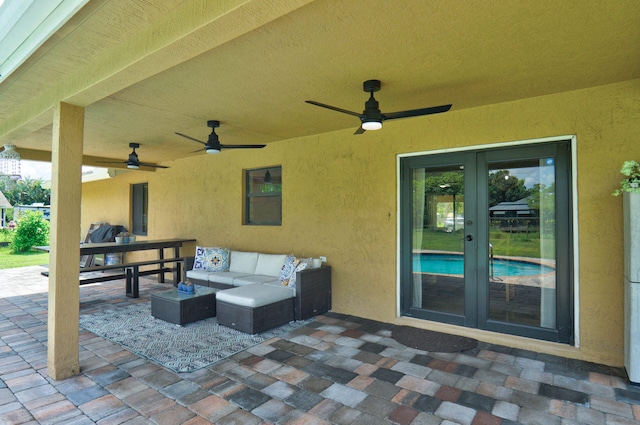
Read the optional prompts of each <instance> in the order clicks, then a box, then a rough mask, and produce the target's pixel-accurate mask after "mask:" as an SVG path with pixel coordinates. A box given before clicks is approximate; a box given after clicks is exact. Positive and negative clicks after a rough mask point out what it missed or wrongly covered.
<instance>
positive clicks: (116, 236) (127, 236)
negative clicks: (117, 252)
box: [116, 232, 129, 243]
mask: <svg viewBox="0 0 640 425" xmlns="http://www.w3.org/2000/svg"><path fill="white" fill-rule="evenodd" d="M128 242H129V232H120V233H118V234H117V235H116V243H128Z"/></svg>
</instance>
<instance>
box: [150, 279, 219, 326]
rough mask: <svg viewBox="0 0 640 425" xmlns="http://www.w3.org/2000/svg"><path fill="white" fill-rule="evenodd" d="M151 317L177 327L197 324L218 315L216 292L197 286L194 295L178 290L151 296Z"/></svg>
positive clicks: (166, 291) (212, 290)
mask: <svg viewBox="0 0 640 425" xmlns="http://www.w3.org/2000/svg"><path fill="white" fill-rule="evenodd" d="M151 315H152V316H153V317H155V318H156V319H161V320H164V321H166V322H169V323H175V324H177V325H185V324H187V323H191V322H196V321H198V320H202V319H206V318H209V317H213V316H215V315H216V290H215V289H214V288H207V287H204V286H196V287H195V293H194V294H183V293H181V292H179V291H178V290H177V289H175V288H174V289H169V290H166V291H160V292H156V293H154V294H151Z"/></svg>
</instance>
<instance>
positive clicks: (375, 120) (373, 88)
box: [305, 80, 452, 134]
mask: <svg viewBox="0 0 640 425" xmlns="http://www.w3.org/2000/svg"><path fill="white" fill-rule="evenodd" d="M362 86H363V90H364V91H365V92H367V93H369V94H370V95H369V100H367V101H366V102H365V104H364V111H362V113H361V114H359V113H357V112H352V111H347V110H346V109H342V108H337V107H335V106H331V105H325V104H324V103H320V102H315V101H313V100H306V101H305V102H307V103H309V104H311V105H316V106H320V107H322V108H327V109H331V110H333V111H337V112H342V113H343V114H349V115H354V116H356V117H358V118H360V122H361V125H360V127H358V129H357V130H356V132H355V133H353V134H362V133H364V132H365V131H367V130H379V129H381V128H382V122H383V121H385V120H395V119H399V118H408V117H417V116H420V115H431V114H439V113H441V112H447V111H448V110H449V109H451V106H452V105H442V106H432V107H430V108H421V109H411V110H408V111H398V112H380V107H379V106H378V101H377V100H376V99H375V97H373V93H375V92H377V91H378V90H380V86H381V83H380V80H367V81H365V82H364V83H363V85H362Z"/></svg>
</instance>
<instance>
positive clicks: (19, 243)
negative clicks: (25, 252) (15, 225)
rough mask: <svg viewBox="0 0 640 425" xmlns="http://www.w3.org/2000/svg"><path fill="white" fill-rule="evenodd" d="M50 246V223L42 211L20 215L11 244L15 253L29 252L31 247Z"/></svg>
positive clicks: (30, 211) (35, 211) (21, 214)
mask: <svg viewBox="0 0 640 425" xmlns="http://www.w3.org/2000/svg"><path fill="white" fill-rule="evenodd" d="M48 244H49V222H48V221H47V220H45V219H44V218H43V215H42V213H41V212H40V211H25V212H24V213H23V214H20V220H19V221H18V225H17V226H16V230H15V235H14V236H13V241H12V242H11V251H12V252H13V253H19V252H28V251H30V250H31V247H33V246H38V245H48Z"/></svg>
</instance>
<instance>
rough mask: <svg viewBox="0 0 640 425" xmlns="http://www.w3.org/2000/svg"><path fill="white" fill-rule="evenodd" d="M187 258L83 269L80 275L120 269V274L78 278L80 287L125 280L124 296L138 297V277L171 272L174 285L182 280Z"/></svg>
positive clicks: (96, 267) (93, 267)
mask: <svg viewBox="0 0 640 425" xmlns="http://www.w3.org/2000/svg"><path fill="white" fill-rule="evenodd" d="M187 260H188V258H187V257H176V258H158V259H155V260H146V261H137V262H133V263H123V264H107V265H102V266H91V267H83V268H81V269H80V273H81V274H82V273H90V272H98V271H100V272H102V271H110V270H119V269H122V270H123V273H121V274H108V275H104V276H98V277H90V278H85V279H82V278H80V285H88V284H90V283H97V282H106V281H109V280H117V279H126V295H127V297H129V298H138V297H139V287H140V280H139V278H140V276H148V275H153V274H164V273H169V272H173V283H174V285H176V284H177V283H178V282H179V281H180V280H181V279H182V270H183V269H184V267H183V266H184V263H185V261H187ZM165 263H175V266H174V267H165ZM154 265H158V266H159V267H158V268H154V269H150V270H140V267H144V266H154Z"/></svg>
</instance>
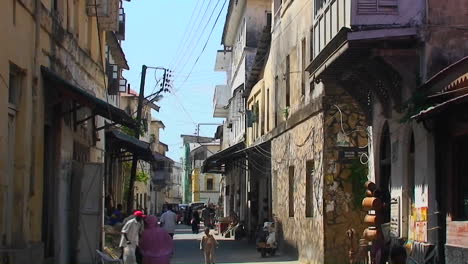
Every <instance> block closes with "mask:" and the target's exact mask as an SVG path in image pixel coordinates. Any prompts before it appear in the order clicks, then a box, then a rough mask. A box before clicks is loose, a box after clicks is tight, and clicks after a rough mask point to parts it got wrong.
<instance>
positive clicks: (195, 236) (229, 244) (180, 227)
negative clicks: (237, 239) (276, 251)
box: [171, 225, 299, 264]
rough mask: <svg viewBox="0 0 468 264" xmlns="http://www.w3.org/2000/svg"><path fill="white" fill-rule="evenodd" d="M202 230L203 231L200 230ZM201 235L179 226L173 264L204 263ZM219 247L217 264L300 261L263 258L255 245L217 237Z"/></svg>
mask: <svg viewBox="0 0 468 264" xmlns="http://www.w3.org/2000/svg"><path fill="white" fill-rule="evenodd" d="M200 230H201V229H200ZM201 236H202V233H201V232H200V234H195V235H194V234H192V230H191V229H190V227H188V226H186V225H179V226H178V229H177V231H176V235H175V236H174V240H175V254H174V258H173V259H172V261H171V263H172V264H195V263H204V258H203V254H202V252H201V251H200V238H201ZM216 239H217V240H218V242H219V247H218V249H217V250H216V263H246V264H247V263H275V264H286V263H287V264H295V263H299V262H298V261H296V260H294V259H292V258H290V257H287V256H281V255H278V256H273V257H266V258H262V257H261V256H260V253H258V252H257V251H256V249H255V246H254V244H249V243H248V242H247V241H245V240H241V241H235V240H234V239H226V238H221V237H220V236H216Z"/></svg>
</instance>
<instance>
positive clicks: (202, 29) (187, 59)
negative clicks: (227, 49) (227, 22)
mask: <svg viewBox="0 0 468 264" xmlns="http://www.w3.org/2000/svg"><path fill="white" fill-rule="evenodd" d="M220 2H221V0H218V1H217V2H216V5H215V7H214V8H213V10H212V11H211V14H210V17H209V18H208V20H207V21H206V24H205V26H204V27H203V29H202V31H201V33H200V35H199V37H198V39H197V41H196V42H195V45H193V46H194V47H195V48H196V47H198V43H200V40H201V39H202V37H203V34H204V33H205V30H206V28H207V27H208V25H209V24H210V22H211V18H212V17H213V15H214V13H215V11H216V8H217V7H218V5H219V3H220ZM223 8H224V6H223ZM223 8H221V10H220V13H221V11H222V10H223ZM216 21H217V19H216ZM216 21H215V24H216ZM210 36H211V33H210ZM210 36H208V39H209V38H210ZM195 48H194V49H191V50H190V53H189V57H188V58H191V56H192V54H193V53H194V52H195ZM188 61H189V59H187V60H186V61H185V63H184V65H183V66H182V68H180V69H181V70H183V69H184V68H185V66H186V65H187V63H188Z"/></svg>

*Required work*
Only the pictures are to be omitted; restate everything else above exactly.

*Result of the task*
Read the optional prompts of each <instance> in the order clicks, then a box, then a rough mask, and produce the target's pixel-accurate mask after "mask:" as an SVG path with pixel coordinates. A box given before clicks is approximate; a box given after clicks is exact. Positive and negative clicks after a rough mask point out what it missed or wrongly covered.
<instance>
positive clicks: (116, 236) (127, 236)
negative clicks: (117, 252)
box: [116, 232, 129, 243]
mask: <svg viewBox="0 0 640 425" xmlns="http://www.w3.org/2000/svg"><path fill="white" fill-rule="evenodd" d="M128 242H129V232H120V233H118V234H117V235H116V243H128Z"/></svg>
</instance>
<instance>
box: [150, 279, 219, 326]
rough mask: <svg viewBox="0 0 640 425" xmlns="http://www.w3.org/2000/svg"><path fill="white" fill-rule="evenodd" d="M151 317L177 327L197 324L218 315L216 292L197 286L194 295L178 290L151 296Z"/></svg>
positive clicks: (166, 291) (212, 290)
mask: <svg viewBox="0 0 640 425" xmlns="http://www.w3.org/2000/svg"><path fill="white" fill-rule="evenodd" d="M151 315H152V316H153V317H155V318H156V319H161V320H164V321H166V322H169V323H175V324H177V325H185V324H187V323H191V322H196V321H198V320H202V319H206V318H209V317H213V316H215V315H216V290H215V289H214V288H207V287H204V286H196V287H195V293H194V294H183V293H181V292H179V291H178V290H177V289H175V288H174V289H169V290H166V291H160V292H156V293H154V294H151Z"/></svg>
</instance>
<instance>
positive clicks: (375, 120) (373, 88)
box: [305, 80, 452, 134]
mask: <svg viewBox="0 0 640 425" xmlns="http://www.w3.org/2000/svg"><path fill="white" fill-rule="evenodd" d="M362 86H363V90H364V91H365V92H367V93H369V94H370V95H369V100H367V101H366V102H365V104H364V111H362V113H361V114H359V113H357V112H352V111H347V110H346V109H342V108H337V107H335V106H331V105H325V104H324V103H320V102H315V101H313V100H306V101H305V102H307V103H309V104H311V105H316V106H320V107H322V108H327V109H331V110H333V111H337V112H342V113H343V114H349V115H354V116H356V117H358V118H360V122H361V125H360V127H358V129H357V130H356V132H355V133H353V134H362V133H364V132H365V131H367V130H379V129H381V128H382V122H383V121H385V120H395V119H399V118H408V117H417V116H420V115H431V114H439V113H441V112H447V111H448V110H449V109H451V106H452V105H442V106H432V107H430V108H421V109H411V110H408V111H398V112H380V107H379V106H378V101H377V100H376V99H375V97H373V93H375V92H377V91H378V90H380V86H381V83H380V80H367V81H365V82H364V83H363V85H362Z"/></svg>
</instance>
<instance>
positive clicks: (19, 243)
negative clicks: (25, 252) (15, 225)
rough mask: <svg viewBox="0 0 640 425" xmlns="http://www.w3.org/2000/svg"><path fill="white" fill-rule="evenodd" d="M50 246V223L42 211L20 215L11 244L15 253L29 252L31 247Z"/></svg>
positive clicks: (30, 211) (35, 211) (21, 214)
mask: <svg viewBox="0 0 640 425" xmlns="http://www.w3.org/2000/svg"><path fill="white" fill-rule="evenodd" d="M48 244H49V222H48V221H47V220H45V219H44V218H43V215H42V213H41V212H40V211H25V212H24V213H23V214H20V220H19V221H18V225H17V226H16V230H15V235H14V236H13V241H12V242H11V251H12V252H13V253H19V252H28V251H30V250H31V247H33V246H38V245H48Z"/></svg>
</instance>
<instance>
rough mask: <svg viewBox="0 0 640 425" xmlns="http://www.w3.org/2000/svg"><path fill="white" fill-rule="evenodd" d="M187 258L83 269L80 275L120 269V274L78 278L80 287L125 280L124 296L138 297V277L171 272L174 285L182 280Z"/></svg>
positive clicks: (96, 267) (93, 267)
mask: <svg viewBox="0 0 640 425" xmlns="http://www.w3.org/2000/svg"><path fill="white" fill-rule="evenodd" d="M187 260H188V258H187V257H176V258H158V259H155V260H146V261H137V262H133V263H123V264H107V265H102V266H91V267H83V268H81V269H80V273H81V274H82V273H90V272H98V271H100V272H102V271H110V270H119V269H122V270H123V273H121V274H108V275H104V276H98V277H90V278H85V279H82V278H80V285H88V284H90V283H97V282H106V281H109V280H117V279H126V295H127V297H129V298H138V297H139V287H140V280H139V278H140V276H148V275H153V274H164V273H169V272H173V283H174V285H176V284H177V283H178V282H179V281H180V280H181V279H182V270H183V269H184V267H183V266H184V263H185V261H187ZM165 263H175V266H174V267H165ZM154 265H158V266H159V267H158V268H154V269H150V270H140V267H144V266H154Z"/></svg>
</instance>
Every <instance> block closes with "mask:" and the target's exact mask as an SVG path in image pixel coordinates. Any prompts before it appear in the order clicks, then a box, then a rough mask. A box before clicks is loose, a box after clicks is tight, and clicks after a rough mask point to parts it got wrong.
<instance>
positive clicks: (195, 236) (229, 244) (180, 227)
negative clicks: (237, 239) (276, 251)
box: [171, 225, 299, 264]
rough mask: <svg viewBox="0 0 468 264" xmlns="http://www.w3.org/2000/svg"><path fill="white" fill-rule="evenodd" d="M202 230L203 231L200 230ZM201 235L179 226L173 264L204 263ZM219 247L217 264L300 261L263 258L255 245L217 237Z"/></svg>
mask: <svg viewBox="0 0 468 264" xmlns="http://www.w3.org/2000/svg"><path fill="white" fill-rule="evenodd" d="M200 230H201V229H200ZM201 236H202V233H201V232H200V234H195V235H194V234H192V230H191V229H190V227H188V226H186V225H179V226H178V229H177V231H176V235H175V236H174V240H175V254H174V258H173V259H172V261H171V263H172V264H195V263H204V258H203V254H202V252H201V251H200V238H201ZM216 239H217V240H218V242H219V247H218V249H217V250H216V263H246V264H247V263H275V264H286V263H287V264H295V263H299V262H298V261H296V260H294V259H292V258H290V257H287V256H281V255H278V256H273V257H266V258H262V257H261V256H260V253H258V252H257V251H256V249H255V246H254V244H249V243H248V242H247V241H245V240H241V241H235V240H234V239H226V238H221V237H220V236H216Z"/></svg>
</instance>
<instance>
positive clicks: (202, 29) (187, 59)
negative clicks: (227, 49) (227, 22)
mask: <svg viewBox="0 0 468 264" xmlns="http://www.w3.org/2000/svg"><path fill="white" fill-rule="evenodd" d="M220 2H221V0H218V1H217V2H216V5H215V7H214V8H213V10H212V11H211V14H210V17H209V18H208V20H207V21H206V24H205V26H204V27H203V29H202V31H201V33H200V35H199V37H198V39H197V41H196V42H195V45H193V46H194V47H195V48H196V47H198V43H200V40H201V39H202V37H203V34H204V33H205V30H206V28H207V27H208V25H209V24H210V22H211V18H212V17H213V15H214V13H215V11H216V8H217V7H218V5H219V3H220ZM223 8H224V6H223ZM223 8H221V10H220V13H221V11H222V10H223ZM216 21H217V19H216ZM216 21H215V24H216ZM210 36H211V33H210ZM210 36H208V39H209V38H210ZM195 48H194V49H191V50H190V53H189V57H188V58H191V56H192V54H193V53H194V52H195ZM188 61H189V59H187V60H186V61H185V63H184V65H183V66H182V68H180V69H181V70H183V69H184V68H185V66H186V65H187V63H188Z"/></svg>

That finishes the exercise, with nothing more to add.